## Given passage
-------
Ava Orlova is a teenage orphan living out of the basement of a Brooklyn YMCA and dodging the “help” of S.H.I.E.L.D’s witness protection division. Alex Manor is a hothead from the suburbs who has haunted Ava’s dreams for years before the two finally meet in person at a fencing competition. Before Ava and Alex can begin to understand their strange connection, Natasha Romanoff (a.k.a Black Widow) crashes the tournament on a mission to find Ava before Russian mad scientist, Ivan Somodorov, can. Fiercely self-reliant ever since Natasha rescued her as a child from Ivan’s cruel experiments and then dropped her into S.H.I.E.L.D custody without a backward glance, Ava wants nothing to do with her former hero, but the best chance all three of them have of defeating Ivan is by sticking together.
 
The Upside:
 
This is a perfectly adequate and enjoyable, if forgettable, spy adventure novel set in the Marvel Cinematic Universe, containing a particularly amusing Tony Stark cameo. The inter-chapter frame story, a mission debriefing with Natasha regarding an unspecified death, adds a nice level of tension.
 
The Downside:
 
This is not a Black Widow book.
 
That’s her name and her image on the cover, her perspective in that first chapter, the one a person might flip through before buying, but this isn’t her story. Natasha plays the aloof mentor to Ava and Alex, with said aloofness acting as her sole defining character trait for much of the book, and taken to extremes which, from our vantage point outside her mind, appear to border on pettiness.
-------
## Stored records
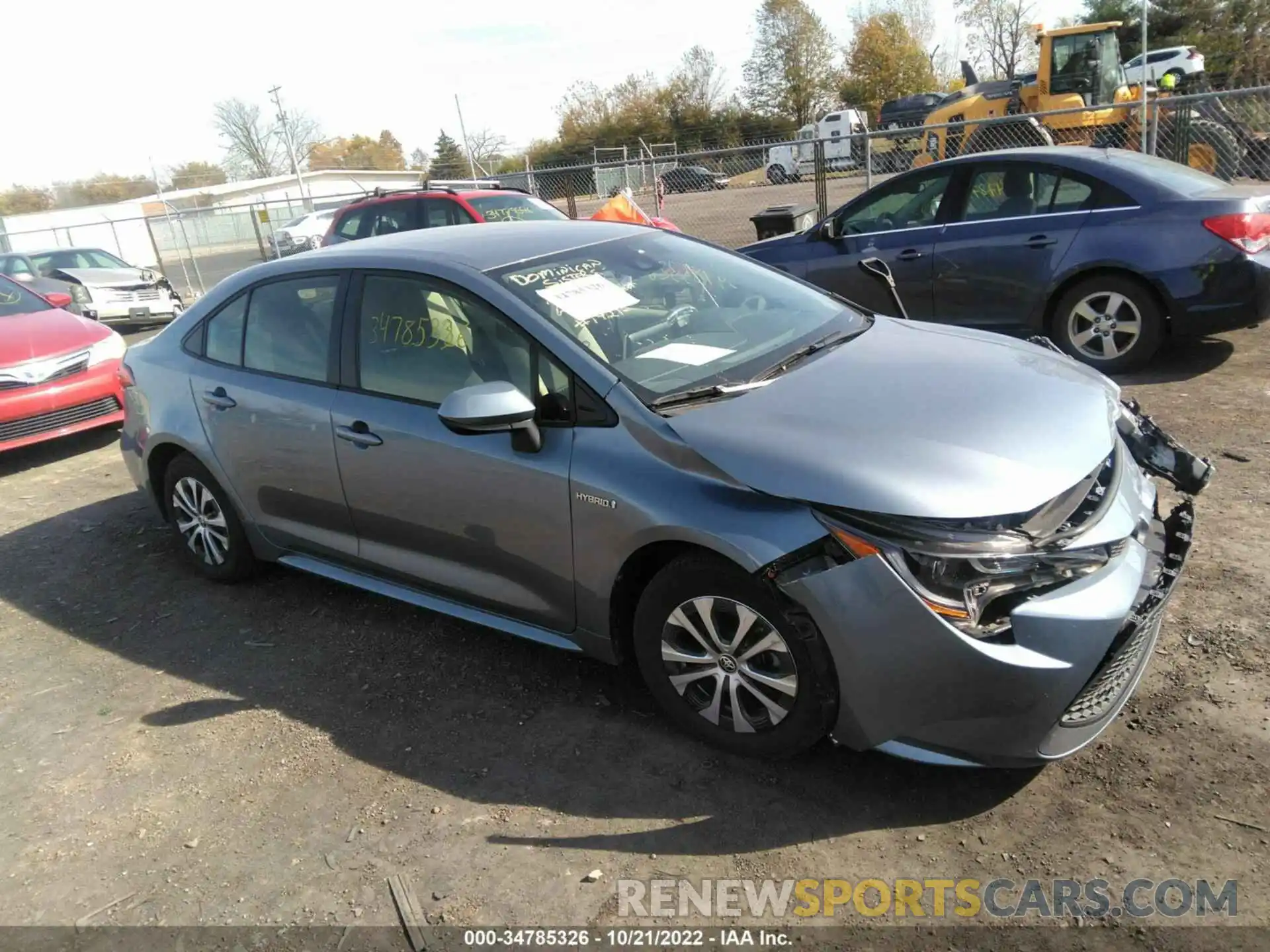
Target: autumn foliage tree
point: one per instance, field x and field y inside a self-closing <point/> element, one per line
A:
<point x="884" y="61"/>
<point x="23" y="200"/>
<point x="359" y="153"/>
<point x="792" y="70"/>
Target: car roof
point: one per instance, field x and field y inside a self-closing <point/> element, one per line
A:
<point x="435" y="193"/>
<point x="28" y="253"/>
<point x="488" y="247"/>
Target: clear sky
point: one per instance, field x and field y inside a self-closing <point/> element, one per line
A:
<point x="117" y="85"/>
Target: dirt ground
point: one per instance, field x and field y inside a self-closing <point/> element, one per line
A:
<point x="270" y="753"/>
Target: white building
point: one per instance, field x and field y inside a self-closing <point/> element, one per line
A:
<point x="237" y="215"/>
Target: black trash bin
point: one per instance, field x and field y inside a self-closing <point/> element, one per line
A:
<point x="784" y="219"/>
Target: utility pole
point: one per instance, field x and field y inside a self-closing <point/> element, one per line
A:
<point x="472" y="165"/>
<point x="291" y="146"/>
<point x="1142" y="136"/>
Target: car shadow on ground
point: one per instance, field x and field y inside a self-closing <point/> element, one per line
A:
<point x="1181" y="360"/>
<point x="15" y="461"/>
<point x="456" y="707"/>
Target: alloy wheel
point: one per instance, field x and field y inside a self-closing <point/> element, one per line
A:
<point x="730" y="664"/>
<point x="200" y="521"/>
<point x="1104" y="325"/>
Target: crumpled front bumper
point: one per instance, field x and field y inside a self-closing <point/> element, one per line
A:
<point x="913" y="686"/>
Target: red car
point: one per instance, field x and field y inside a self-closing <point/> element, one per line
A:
<point x="59" y="372"/>
<point x="388" y="212"/>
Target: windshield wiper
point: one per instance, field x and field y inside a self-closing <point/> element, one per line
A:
<point x="839" y="337"/>
<point x="698" y="394"/>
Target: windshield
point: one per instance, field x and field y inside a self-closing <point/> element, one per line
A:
<point x="15" y="299"/>
<point x="668" y="314"/>
<point x="1087" y="63"/>
<point x="50" y="262"/>
<point x="515" y="208"/>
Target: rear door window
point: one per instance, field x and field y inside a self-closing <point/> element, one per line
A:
<point x="288" y="327"/>
<point x="349" y="223"/>
<point x="392" y="218"/>
<point x="225" y="333"/>
<point x="440" y="212"/>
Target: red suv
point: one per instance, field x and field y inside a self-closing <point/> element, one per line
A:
<point x="386" y="212"/>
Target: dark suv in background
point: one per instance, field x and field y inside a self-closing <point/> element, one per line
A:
<point x="432" y="207"/>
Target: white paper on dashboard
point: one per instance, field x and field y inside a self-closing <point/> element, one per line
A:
<point x="591" y="296"/>
<point x="695" y="354"/>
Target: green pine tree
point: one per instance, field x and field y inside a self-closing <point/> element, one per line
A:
<point x="447" y="160"/>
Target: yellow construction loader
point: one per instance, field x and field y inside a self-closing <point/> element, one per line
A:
<point x="1079" y="69"/>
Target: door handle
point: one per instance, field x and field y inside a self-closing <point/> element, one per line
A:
<point x="219" y="399"/>
<point x="359" y="434"/>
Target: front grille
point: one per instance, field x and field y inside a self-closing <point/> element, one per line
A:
<point x="67" y="416"/>
<point x="1101" y="694"/>
<point x="1167" y="549"/>
<point x="120" y="296"/>
<point x="67" y="371"/>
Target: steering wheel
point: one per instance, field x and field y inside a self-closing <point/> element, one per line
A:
<point x="677" y="320"/>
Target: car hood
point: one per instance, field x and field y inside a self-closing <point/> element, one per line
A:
<point x="916" y="419"/>
<point x="110" y="277"/>
<point x="31" y="337"/>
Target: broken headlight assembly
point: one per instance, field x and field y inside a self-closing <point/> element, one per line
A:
<point x="972" y="574"/>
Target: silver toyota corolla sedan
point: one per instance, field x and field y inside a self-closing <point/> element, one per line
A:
<point x="796" y="518"/>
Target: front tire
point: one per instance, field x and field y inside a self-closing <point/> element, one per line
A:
<point x="1111" y="323"/>
<point x="730" y="664"/>
<point x="205" y="522"/>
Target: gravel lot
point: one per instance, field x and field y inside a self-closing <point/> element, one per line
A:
<point x="271" y="753"/>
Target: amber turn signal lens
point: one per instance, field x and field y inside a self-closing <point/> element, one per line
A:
<point x="854" y="543"/>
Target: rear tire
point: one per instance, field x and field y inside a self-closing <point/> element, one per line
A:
<point x="1111" y="321"/>
<point x="205" y="522"/>
<point x="728" y="664"/>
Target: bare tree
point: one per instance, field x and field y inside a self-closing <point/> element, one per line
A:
<point x="487" y="147"/>
<point x="255" y="147"/>
<point x="252" y="147"/>
<point x="698" y="81"/>
<point x="1000" y="33"/>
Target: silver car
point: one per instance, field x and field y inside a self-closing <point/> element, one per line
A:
<point x="796" y="520"/>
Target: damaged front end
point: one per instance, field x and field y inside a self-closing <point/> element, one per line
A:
<point x="1009" y="640"/>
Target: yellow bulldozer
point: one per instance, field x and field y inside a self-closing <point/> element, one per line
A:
<point x="1080" y="69"/>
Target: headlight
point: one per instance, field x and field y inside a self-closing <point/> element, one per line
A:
<point x="111" y="348"/>
<point x="973" y="575"/>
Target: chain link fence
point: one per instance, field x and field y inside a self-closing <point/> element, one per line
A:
<point x="715" y="193"/>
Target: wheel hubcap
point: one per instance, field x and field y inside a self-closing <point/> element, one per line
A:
<point x="730" y="664"/>
<point x="201" y="521"/>
<point x="1104" y="325"/>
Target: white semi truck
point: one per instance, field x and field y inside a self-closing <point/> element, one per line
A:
<point x="842" y="150"/>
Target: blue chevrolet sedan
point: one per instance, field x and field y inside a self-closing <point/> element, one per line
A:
<point x="1104" y="251"/>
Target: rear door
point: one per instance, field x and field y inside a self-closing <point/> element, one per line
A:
<point x="897" y="222"/>
<point x="469" y="517"/>
<point x="995" y="262"/>
<point x="263" y="391"/>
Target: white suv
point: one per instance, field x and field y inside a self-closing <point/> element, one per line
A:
<point x="1177" y="60"/>
<point x="302" y="234"/>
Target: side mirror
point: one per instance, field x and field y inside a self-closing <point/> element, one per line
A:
<point x="493" y="408"/>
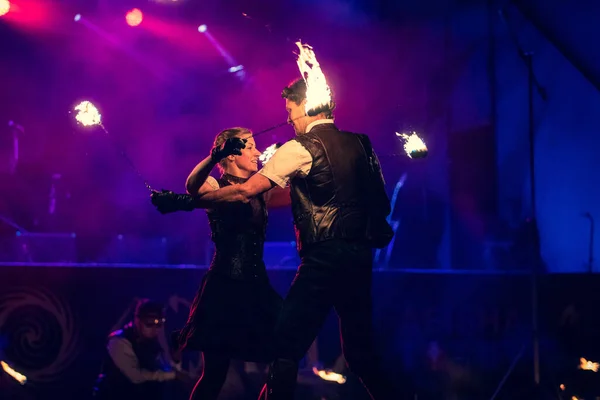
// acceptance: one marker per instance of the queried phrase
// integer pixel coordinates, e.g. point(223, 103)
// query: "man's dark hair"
point(146, 308)
point(296, 92)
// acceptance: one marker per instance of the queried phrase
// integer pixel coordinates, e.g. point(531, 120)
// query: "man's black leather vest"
point(113, 384)
point(336, 200)
point(238, 231)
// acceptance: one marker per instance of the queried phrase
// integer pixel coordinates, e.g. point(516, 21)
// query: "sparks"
point(318, 94)
point(588, 365)
point(268, 153)
point(22, 379)
point(413, 145)
point(87, 114)
point(328, 375)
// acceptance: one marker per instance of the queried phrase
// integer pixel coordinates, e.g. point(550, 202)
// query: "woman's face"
point(248, 160)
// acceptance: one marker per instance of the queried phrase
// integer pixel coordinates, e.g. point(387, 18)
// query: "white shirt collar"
point(318, 122)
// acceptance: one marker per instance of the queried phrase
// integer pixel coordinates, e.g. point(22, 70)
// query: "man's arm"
point(122, 354)
point(288, 161)
point(278, 197)
point(254, 186)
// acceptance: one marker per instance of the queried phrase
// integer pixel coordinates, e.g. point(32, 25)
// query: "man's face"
point(149, 327)
point(297, 116)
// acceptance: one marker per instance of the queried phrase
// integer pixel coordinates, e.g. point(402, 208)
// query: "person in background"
point(135, 365)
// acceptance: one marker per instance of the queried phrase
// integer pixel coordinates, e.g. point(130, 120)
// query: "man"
point(134, 366)
point(339, 206)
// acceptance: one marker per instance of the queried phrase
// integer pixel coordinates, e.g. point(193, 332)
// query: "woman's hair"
point(228, 134)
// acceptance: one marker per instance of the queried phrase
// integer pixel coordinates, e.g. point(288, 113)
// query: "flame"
point(22, 379)
point(330, 376)
point(268, 153)
point(87, 114)
point(588, 365)
point(318, 94)
point(413, 145)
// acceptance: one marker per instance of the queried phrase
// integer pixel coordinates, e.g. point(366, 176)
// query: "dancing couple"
point(339, 205)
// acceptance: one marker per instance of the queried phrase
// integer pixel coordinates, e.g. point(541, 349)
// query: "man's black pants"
point(335, 274)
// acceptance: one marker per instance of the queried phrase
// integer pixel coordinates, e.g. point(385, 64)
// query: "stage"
point(454, 332)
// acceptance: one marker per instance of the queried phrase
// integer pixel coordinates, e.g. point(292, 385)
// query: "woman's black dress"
point(235, 310)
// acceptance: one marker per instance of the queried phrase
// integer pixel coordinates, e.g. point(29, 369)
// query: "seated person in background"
point(134, 366)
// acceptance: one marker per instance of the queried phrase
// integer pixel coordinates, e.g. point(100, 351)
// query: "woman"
point(235, 309)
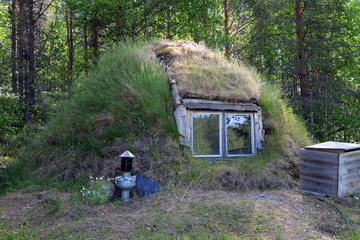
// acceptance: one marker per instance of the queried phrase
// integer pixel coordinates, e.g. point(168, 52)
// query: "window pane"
point(206, 137)
point(238, 129)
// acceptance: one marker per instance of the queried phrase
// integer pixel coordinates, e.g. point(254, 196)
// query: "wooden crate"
point(330, 168)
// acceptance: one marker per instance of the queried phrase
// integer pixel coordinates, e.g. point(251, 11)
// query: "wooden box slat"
point(330, 168)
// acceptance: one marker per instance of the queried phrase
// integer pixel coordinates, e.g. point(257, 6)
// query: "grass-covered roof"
point(205, 74)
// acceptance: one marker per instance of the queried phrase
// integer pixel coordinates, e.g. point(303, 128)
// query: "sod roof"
point(204, 74)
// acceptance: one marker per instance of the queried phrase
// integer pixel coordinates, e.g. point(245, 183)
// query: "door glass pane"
point(206, 135)
point(238, 130)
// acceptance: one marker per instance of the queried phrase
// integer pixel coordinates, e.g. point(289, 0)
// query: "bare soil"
point(177, 213)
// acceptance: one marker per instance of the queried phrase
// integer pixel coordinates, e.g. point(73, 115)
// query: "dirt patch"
point(184, 212)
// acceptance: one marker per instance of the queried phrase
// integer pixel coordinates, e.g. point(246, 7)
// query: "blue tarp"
point(146, 186)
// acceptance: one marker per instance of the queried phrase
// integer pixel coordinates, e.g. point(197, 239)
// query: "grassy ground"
point(185, 213)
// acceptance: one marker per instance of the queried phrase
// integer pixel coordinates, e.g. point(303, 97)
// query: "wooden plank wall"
point(349, 173)
point(319, 172)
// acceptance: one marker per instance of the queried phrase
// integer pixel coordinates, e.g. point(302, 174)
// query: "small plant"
point(52, 206)
point(100, 190)
point(278, 233)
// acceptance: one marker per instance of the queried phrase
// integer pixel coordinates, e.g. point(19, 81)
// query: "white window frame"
point(252, 135)
point(220, 133)
point(223, 134)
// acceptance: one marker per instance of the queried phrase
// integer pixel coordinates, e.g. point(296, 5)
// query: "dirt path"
point(196, 214)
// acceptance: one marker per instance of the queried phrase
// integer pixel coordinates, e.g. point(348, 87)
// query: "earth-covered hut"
point(127, 103)
point(218, 112)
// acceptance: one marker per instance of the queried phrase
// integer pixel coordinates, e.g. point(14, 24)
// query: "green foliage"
point(11, 119)
point(125, 96)
point(99, 191)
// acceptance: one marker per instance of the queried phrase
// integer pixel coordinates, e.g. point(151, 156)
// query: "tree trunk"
point(13, 46)
point(70, 39)
point(21, 47)
point(227, 29)
point(29, 78)
point(168, 25)
point(95, 42)
point(86, 48)
point(301, 51)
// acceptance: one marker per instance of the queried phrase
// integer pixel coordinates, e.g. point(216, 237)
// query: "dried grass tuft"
point(203, 74)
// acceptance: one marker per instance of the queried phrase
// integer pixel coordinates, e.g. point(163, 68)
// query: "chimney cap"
point(127, 154)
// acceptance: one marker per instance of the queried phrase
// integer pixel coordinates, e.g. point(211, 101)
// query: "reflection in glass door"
point(238, 134)
point(206, 134)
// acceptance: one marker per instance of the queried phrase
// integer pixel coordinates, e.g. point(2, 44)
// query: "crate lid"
point(334, 146)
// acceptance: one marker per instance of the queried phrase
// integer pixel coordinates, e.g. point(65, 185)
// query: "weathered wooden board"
point(349, 173)
point(217, 105)
point(330, 168)
point(319, 157)
point(319, 172)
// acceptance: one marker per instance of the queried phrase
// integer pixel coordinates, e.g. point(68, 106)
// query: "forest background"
point(310, 48)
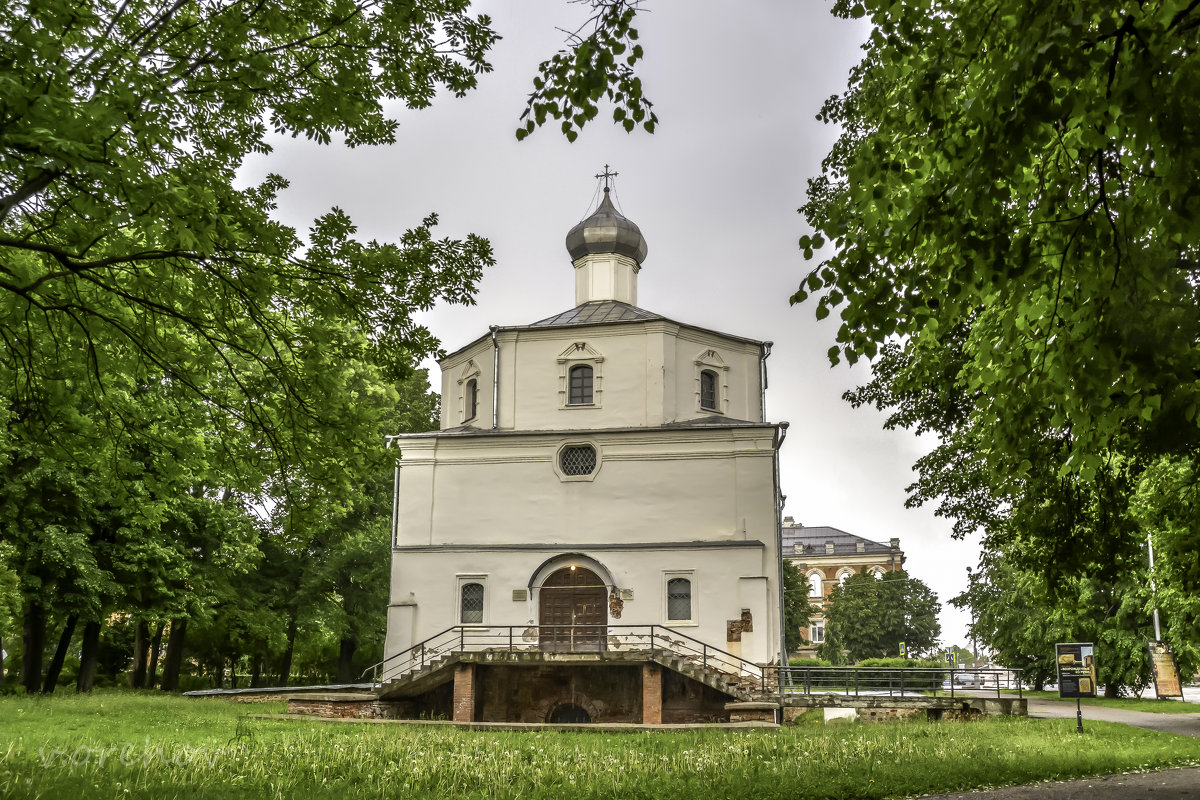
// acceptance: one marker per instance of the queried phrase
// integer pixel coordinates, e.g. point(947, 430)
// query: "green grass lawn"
point(1127, 703)
point(125, 745)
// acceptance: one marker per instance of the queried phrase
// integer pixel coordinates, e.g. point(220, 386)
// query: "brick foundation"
point(652, 693)
point(346, 707)
point(463, 709)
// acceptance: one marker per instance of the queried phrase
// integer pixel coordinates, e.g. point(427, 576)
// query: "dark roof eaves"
point(467, 431)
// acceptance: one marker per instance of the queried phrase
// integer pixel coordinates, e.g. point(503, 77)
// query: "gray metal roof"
point(811, 541)
point(599, 311)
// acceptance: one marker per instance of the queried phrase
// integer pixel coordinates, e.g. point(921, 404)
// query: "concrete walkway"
point(1165, 785)
point(1187, 725)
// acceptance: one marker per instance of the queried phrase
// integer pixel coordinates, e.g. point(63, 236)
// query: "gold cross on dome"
point(606, 175)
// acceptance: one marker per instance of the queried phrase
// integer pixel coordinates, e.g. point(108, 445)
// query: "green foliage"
point(809, 662)
point(869, 617)
point(1026, 170)
point(598, 65)
point(222, 755)
point(1012, 204)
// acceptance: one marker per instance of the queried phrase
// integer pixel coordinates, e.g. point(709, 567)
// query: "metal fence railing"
point(568, 638)
point(928, 681)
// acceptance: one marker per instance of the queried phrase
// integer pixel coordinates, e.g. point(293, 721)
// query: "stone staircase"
point(439, 669)
point(738, 686)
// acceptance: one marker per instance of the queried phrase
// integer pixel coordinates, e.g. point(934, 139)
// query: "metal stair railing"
point(895, 680)
point(567, 638)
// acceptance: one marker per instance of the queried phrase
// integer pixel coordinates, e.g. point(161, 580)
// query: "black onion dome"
point(606, 232)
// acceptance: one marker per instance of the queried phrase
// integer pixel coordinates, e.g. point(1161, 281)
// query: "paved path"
point(1187, 725)
point(1164, 785)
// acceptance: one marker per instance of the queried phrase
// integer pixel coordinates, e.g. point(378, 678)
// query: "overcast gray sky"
point(715, 191)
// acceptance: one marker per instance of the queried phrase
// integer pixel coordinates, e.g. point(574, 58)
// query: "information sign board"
point(1167, 673)
point(1077, 669)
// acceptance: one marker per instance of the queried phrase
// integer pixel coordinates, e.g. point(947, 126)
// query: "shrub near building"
point(869, 617)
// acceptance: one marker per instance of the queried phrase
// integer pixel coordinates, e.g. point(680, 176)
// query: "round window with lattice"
point(577, 459)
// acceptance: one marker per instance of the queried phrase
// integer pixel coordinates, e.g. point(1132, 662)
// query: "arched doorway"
point(569, 713)
point(573, 611)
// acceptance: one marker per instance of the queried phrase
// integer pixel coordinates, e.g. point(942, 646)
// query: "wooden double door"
point(573, 611)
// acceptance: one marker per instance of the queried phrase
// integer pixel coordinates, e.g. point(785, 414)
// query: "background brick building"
point(828, 555)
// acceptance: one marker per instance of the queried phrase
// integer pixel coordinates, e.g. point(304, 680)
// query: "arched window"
point(472, 608)
point(577, 459)
point(471, 400)
point(708, 390)
point(816, 585)
point(679, 599)
point(580, 390)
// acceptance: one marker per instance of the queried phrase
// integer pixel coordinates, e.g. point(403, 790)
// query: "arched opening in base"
point(569, 713)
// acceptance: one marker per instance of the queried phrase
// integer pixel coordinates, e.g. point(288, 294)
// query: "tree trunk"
point(346, 660)
point(60, 654)
point(88, 657)
point(174, 657)
point(141, 651)
point(155, 649)
point(286, 662)
point(34, 643)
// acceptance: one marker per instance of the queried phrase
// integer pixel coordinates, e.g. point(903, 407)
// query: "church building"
point(594, 531)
-------
## Activities
a) Retype the stretch of the Black Widow book review from "Ava Orlova is" through "by sticking together.".
b) Continue the Black Widow book review from the point where it stops.

## Responses to the tasks
a)
Ava Orlova is a teenage orphan living out of the basement of a Brooklyn YMCA and dodging the “help” of S.H.I.E.L.D’s witness protection division. Alex Manor is a hothead from the suburbs who has haunted Ava’s dreams for years before the two finally meet in person at a fencing competition. Before Ava and Alex can begin to understand their strange connection, Natasha Romanoff (a.k.a Black Widow) crashes the tournament on a mission to find Ava before Russian mad scientist, Ivan Somodorov, can. Fiercely self-reliant ever since Natasha rescued her as a child from Ivan’s cruel experiments and then dropped her into S.H.I.E.L.D custody without a backward glance, Ava wants nothing to do with her former hero, but the best chance all three of them have of defeating Ivan is by sticking together.

b)
It must be acknowledged, of course, that anything related to movie-verse Black Widow comes with seriously loaded pressure. She’s become the symbol of women in Marvel movies, superhero movies, and blockbusters in general, and the snubbing thereof. The very existence of a Black Widow YA prose novel licensed within the movie-verse does reek a bit of an attempt to placate and/or cash in on the demand for more exploration of the sole original female Avenger, and a review of the book is not the place for an exhaustive discussion of the movies or whether a novel was a wise form of patch for their shortcomings.
 
What can be said about the book itself is that it thoroughly fails to deliver on its back cover promise to “reveal the untold story of Black Widow.” No advantage is taken of Natasha’s central billing in this story, or of the introspective potential this medium lends itself to, to allow us to know her any better. More superficially, there are also a surprising number of proofing errors for a large publisher’s release, albeit one that doesn’t specialize in prose.
 
In the context of the Marvel Cinematic Universe, Black Widow: Forever Red is a severely unsatisfying bait-and-switch. Viewed in a bubble on its own merits alone, it’s B-minus, three star popcorn.